=== Begin Enclosure ===

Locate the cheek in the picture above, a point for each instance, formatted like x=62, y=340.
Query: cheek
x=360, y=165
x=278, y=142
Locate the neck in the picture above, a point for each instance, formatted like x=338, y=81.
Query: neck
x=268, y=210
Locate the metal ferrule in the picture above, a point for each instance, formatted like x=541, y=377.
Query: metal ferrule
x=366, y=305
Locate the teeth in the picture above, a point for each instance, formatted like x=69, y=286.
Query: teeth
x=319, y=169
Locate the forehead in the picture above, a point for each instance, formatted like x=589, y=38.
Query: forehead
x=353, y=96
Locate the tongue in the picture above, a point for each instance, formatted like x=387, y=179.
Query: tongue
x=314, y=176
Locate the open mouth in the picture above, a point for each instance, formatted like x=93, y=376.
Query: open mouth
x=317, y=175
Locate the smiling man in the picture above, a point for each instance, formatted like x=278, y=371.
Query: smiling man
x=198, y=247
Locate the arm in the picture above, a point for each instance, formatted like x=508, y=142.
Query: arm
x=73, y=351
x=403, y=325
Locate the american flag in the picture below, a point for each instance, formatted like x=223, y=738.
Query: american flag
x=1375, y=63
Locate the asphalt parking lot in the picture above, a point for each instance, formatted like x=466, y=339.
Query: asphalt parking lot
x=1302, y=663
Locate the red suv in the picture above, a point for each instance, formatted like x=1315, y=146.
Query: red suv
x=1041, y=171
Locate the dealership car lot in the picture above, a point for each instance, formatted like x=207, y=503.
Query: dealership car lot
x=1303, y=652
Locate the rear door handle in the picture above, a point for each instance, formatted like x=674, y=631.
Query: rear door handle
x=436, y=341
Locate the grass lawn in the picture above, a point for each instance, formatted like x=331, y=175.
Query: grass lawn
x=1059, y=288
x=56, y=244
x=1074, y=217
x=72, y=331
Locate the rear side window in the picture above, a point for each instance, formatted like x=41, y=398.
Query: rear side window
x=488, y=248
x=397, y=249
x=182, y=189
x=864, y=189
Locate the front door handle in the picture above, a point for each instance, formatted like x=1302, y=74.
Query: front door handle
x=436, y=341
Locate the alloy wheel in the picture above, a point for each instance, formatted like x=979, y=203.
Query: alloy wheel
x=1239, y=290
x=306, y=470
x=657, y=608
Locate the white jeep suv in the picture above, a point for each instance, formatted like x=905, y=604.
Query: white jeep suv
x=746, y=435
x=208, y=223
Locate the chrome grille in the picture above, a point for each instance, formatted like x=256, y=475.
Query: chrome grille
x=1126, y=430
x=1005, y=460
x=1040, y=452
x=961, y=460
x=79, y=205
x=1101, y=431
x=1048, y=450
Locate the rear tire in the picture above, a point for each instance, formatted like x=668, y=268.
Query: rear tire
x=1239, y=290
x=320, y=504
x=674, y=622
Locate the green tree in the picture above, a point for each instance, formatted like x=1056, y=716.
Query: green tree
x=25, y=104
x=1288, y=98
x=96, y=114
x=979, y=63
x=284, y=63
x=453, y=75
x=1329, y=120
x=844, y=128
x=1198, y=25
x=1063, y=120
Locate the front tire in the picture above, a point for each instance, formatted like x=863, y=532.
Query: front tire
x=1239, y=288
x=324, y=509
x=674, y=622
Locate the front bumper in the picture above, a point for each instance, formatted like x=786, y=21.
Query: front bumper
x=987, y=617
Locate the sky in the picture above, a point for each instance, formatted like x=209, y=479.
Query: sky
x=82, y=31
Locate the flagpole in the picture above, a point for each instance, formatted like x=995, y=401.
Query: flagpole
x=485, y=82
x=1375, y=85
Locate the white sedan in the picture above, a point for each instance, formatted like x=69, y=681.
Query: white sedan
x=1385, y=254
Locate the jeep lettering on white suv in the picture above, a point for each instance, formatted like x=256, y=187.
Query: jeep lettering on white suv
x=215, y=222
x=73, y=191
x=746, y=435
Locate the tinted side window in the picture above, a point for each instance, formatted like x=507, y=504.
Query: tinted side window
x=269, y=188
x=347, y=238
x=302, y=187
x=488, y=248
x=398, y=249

=== End Enclosure ===

▶ _TASK DIRECTIONS_:
Give the complete listing a second time, exactly as it reads.

▶ _ANSWER TO THIS EXERCISE_:
Locate the cheek in the picture above, a point for each instance, formatted like x=62, y=340.
Query: cheek
x=360, y=165
x=278, y=142
Locate the neck in the picture above, a point for each instance, formatted like x=338, y=81.
Query: neck
x=268, y=210
Locate the metal ferrule in the picture above, a point for each instance, formatted like x=541, y=377.
Query: metal ferrule
x=366, y=305
Locate the teeth in the picture above, a point for each instance, formatted like x=69, y=286.
Query: teeth
x=319, y=169
Locate the forehead in the picture above, a point for each instance, formatted like x=589, y=38.
Query: forehead
x=353, y=96
Locate the tongue in the picture above, a point for each instance, formatted like x=387, y=179.
Query: tongue
x=314, y=176
Locate the open mouth in the picture above, a point for each instance, formatted like x=93, y=376.
Query: open mouth
x=317, y=175
Locate the smiling man in the picture above, a point for each instance, formatted like x=278, y=371.
Query: smiling man
x=198, y=247
Locate the arm in the picture above, a point for each instance, formatted like x=508, y=142.
Query: arm
x=73, y=351
x=403, y=325
Locate the american flag in the picture below, a point for each instance, formatted like x=223, y=738.
Query: american flag
x=1375, y=63
Locate the asphalt parking lot in the picture above, a point for each instance, formatted like x=466, y=339.
Query: asphalt parking lot
x=1302, y=663
Locate the red suv in the picture above, a point for each instance, formatted like x=1315, y=146.
Query: red suv
x=1041, y=171
Locate the dealership car lot in the picture above, a point for each instance, formatted like x=207, y=503.
Query: dealership car lot
x=1303, y=652
Locate the rear door handle in the picture above, a point for each instance, formatted like x=674, y=631.
Query: rear door handle
x=436, y=341
Locate the grass lawn in the picture above, a point for each instance, formatted like x=331, y=175.
Query: grass lawn
x=1059, y=288
x=56, y=244
x=1074, y=217
x=72, y=331
Locate the rear side window in the picture above, a point for each instance, formatted like x=41, y=398.
Query: rear side window
x=488, y=248
x=397, y=249
x=182, y=189
x=864, y=189
Locate the front door handle in the picture above, a point for each instance, formatted like x=1302, y=74.
Query: front door handle
x=436, y=341
Locate the alloy wheel in the picture above, a point for each instance, formatted like x=979, y=203.
Query: alloy wheel
x=1239, y=290
x=306, y=470
x=657, y=608
Locate the white jeep suv in the picture above, a point for each instance, formatted like x=905, y=604.
Query: white jeep suv
x=746, y=435
x=208, y=223
Locate the chrome grille in the picture above, a point for each instance, formatted like x=256, y=475.
Query: chrome grille
x=1126, y=430
x=1005, y=460
x=1040, y=452
x=961, y=460
x=79, y=205
x=1101, y=431
x=1048, y=450
Locate the rear tire in the picture above, a point for each instance, formatted like x=668, y=268.
Query: rear tire
x=1239, y=290
x=320, y=504
x=674, y=622
Locate the green tree in the picture above, a point for each instance, formatted like x=1056, y=716.
Query: green tree
x=25, y=104
x=1288, y=98
x=96, y=114
x=979, y=63
x=284, y=63
x=453, y=75
x=1329, y=120
x=844, y=128
x=1198, y=25
x=1063, y=120
Locate the front tire in the picture above, a point for each instance, formatted like x=863, y=532.
Query: front tire
x=1239, y=288
x=324, y=509
x=674, y=622
Locate the front bumper in the picture above, a point for each instance, formatted like x=786, y=21.
Query: front bumper
x=987, y=617
Locate the sky in the picture above, a point for each instance, formatted like x=209, y=479.
Query: sky
x=82, y=31
Locate the flagpole in the picture above, a point for each instance, formatted like x=995, y=401.
Query: flagpole
x=485, y=82
x=1375, y=85
Locate the white sedan in the picture above, a point for each instance, formatted like x=69, y=681.
Query: white sedan
x=1385, y=254
Locate the jeep lettering on white suv in the picture above, a point for each instance, formatted like x=256, y=187.
Query: jeep lettering on white suv
x=215, y=222
x=73, y=191
x=746, y=435
Locate the tinted side window in the picture above, a point for each instance, formatted like x=507, y=504.
Query: tinted side window
x=269, y=188
x=347, y=238
x=302, y=187
x=488, y=248
x=398, y=249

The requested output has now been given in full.